▶ WORK ORDER:
Give back exactly the first lines of the entries below, through the line with "Outline every instance".

▶ DATASET EXTRACT:
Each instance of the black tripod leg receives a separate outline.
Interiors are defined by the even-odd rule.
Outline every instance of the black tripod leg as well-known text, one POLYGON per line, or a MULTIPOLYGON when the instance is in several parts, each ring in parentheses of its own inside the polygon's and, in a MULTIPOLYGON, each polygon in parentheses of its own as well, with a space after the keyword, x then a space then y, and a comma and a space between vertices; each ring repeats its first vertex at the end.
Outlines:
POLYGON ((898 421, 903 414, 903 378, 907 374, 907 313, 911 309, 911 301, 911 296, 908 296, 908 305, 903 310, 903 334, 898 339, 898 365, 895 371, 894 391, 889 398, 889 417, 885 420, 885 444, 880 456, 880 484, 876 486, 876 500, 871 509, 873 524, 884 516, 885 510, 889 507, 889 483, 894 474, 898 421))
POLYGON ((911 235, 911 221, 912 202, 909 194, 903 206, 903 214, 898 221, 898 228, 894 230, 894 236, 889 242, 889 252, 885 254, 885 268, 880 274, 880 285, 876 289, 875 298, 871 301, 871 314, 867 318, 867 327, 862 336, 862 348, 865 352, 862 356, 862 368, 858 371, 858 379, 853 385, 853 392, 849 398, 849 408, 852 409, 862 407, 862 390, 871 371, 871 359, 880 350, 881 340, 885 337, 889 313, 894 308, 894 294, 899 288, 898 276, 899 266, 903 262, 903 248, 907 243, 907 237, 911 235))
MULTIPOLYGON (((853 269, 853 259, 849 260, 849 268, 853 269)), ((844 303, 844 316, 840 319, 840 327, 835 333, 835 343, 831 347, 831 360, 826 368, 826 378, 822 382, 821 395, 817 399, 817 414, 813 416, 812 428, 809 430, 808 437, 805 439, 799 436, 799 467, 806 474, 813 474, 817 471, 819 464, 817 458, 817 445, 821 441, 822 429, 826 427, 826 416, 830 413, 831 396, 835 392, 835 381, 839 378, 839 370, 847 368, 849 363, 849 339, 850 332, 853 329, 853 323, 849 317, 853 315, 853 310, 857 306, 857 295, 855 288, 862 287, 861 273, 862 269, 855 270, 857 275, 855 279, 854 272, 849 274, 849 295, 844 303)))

▶ ANSWER BOX:
Each instance of the black tripod leg receives a separate outline.
Interiors are defined by the even-odd rule.
Outline every instance of the black tripod leg as well-known text, one POLYGON per line, or a MULTIPOLYGON when the instance is in several parts, each ring in parentheses of its own inside the polygon's and, in a MULTIPOLYGON, each polygon in parentheses of its own as well, with a space after the keyword, x then a space then y, and a comma and a space between vertices; each ring repeats its first vertex at the end.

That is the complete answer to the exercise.